The most-used feature is probably @samp{svnadmin setlog}. A
commit's log message is an unversioned property directly attached to
the revision object; there's only one log message per revision.
Sometimes a user screws up the message, and it needs to be replaced:
@example
$ echo "Here is the new, correct log message" > newlog.txt
$ svnadmin setlog myrepos 388 newlog.txt
@end example
There's a nice CGI script in @file{tools/cgi/} that allows people
(with commit-access passwords) to tweak existing log messages via web
browser.
Another common use of @command{svnadmin} is to inspect and clean up
old, dead transactions. Commits and updates both create transaction
trees, but occasionally a bug or crash can leave them lying around.
By inspecting the datestamp on a transaction, an administrator can
make a judgment call and remove it:
@example
$ svnadmin lstxns myrepos
319
321
$ svnadmin lstxns --long myrepos
Transaction 319
Created: 2002-07-14T12:57:22.748388Z
@dots{}
$ svnadmin rmtxns myrepos 319 321
@end example
@c ### Hey guys, are going to continue to support @samp{svnadmin undeltify}??
Another useful subcommand: @samp{svnadmin undeltify}. Remember
that the latest version of each file is stored as fulltext in the
repository, but that earlier revisions of files are stored as ``deltas''
against each next-most-recent revisions. When a user attempts to
access an earlier revision, the repository must apply a sequence of
backwards-deltas to the newest fulltexts in order to derive the older
data.
If a particular revision tree is extremely popular, the administrator
can speed up the access time to this tree by ``undeltifying'' any path
within the revision -- that is, by converting every file to fulltext:
@example
$ svnadmin undeltify myrepos 230 /project/tags/release-1.3
Undeltifying `/project/tags/release-1.3' in revision 230...done.
@end example
@c ------------------------------------------------------------------
@node Networking a repository
@section Networking a repository
Okay, so now you have a repository, and you want to make it available
over a network.

________________________________________

*Your tasks:*
1. Answer these questions from the svnadmin passage:
(a) How many log messages can a single revision have?
(b) What do commits and updates both create?
(c) In what form is the latest version of each file stored in the repository?
2. Decide whether each statement agrees with the svnadmin passage, and answer yes or no with the deciding words quoted from it:
(a) The CGI script in tools/cgi/ lets anyone change existing log messages without a password.
(b) Both commits and updates create transaction trees.
(c) Undeltifying a path turns every file in it into deltas.

Records contained in a dataset
________________________________________

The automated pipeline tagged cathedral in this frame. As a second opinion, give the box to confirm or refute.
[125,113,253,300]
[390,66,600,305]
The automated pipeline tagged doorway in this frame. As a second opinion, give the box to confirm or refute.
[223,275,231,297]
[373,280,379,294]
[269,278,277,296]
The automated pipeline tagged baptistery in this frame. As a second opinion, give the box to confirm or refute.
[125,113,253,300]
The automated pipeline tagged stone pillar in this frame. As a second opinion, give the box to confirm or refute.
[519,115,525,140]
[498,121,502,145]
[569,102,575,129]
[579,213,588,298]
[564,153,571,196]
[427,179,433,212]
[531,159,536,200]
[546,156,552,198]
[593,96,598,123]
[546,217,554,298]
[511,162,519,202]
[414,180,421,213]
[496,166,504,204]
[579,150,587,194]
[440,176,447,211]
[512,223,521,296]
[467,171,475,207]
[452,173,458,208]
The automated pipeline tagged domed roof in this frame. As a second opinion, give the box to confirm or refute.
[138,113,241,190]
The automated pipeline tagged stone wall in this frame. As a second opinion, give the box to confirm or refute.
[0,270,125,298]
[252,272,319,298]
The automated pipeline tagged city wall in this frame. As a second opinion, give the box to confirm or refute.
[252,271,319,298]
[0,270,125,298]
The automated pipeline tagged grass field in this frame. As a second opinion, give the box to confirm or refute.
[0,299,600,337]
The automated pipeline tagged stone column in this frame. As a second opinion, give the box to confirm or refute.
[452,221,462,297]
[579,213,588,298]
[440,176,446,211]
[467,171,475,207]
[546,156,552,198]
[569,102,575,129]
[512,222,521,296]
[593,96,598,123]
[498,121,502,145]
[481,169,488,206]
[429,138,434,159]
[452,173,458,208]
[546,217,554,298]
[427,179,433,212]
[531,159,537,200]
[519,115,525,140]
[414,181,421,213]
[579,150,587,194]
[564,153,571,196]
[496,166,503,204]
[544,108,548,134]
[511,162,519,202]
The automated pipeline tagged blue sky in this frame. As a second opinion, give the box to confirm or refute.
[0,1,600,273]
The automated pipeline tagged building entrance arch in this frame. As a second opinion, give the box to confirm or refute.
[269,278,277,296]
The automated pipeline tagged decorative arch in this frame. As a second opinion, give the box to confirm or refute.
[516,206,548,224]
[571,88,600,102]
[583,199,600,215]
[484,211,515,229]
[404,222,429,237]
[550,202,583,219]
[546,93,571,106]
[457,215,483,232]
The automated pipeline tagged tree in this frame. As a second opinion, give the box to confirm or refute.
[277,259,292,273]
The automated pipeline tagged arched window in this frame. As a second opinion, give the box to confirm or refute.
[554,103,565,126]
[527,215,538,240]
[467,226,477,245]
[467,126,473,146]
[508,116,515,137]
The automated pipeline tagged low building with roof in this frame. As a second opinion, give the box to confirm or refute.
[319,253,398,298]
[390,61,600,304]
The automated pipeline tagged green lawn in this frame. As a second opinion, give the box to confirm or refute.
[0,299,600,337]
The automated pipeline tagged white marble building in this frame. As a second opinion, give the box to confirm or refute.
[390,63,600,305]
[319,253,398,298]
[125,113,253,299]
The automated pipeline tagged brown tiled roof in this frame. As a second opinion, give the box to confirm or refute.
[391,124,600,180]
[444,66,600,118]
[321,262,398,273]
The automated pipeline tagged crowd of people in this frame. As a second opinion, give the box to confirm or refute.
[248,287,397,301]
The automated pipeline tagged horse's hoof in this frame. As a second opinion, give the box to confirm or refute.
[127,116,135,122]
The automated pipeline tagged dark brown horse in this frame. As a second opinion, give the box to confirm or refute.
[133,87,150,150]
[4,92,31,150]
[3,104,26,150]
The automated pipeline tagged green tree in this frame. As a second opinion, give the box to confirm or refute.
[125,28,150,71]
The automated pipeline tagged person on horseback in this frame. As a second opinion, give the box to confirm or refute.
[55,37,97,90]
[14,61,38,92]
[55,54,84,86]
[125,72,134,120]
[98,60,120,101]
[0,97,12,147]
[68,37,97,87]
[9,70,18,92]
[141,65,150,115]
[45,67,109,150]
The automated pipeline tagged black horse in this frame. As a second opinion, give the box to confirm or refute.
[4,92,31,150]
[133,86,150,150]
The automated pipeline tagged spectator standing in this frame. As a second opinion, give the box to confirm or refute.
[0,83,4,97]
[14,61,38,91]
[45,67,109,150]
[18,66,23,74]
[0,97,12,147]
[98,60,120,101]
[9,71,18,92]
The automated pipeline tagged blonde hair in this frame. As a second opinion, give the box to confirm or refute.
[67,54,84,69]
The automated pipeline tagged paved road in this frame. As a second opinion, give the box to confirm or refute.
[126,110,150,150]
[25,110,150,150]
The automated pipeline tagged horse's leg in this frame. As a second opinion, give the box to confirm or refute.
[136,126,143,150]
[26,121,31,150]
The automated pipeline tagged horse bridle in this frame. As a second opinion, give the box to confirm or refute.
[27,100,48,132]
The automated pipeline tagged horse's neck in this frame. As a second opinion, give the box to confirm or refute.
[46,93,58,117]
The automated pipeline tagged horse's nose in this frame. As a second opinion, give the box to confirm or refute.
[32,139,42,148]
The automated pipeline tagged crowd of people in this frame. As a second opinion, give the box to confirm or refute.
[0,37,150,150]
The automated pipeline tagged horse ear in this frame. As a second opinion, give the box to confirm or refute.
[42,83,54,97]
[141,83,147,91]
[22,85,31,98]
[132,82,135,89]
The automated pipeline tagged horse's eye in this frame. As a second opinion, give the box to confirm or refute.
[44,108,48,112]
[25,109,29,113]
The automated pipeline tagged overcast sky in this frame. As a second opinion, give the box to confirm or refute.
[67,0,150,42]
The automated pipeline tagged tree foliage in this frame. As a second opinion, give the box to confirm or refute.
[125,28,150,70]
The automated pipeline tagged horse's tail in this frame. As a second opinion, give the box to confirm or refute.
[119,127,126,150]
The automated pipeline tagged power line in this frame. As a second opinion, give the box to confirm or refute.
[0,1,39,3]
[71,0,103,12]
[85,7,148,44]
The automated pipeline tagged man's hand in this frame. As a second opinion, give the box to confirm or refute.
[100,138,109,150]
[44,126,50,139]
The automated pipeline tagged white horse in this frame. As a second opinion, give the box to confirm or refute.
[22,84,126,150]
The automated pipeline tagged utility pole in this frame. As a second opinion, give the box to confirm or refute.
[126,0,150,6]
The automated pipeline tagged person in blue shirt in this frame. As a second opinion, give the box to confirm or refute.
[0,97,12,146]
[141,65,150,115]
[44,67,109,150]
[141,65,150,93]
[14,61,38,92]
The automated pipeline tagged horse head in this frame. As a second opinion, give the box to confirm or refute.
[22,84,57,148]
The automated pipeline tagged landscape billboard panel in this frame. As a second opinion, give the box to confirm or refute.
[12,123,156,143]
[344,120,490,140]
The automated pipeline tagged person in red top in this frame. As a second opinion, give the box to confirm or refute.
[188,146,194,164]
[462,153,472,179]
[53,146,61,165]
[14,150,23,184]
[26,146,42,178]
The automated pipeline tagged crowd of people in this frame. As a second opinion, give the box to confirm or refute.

________________________________________

*Answers below:*
1.
(a) Only one log message per revision.
(b) Transaction trees.
(c) As fulltext.

2.
(a) No: "(with commit-access passwords)"
(b) Yes: "Commits and updates both create transaction trees"
(c) No: "that is, by converting every file to fulltext"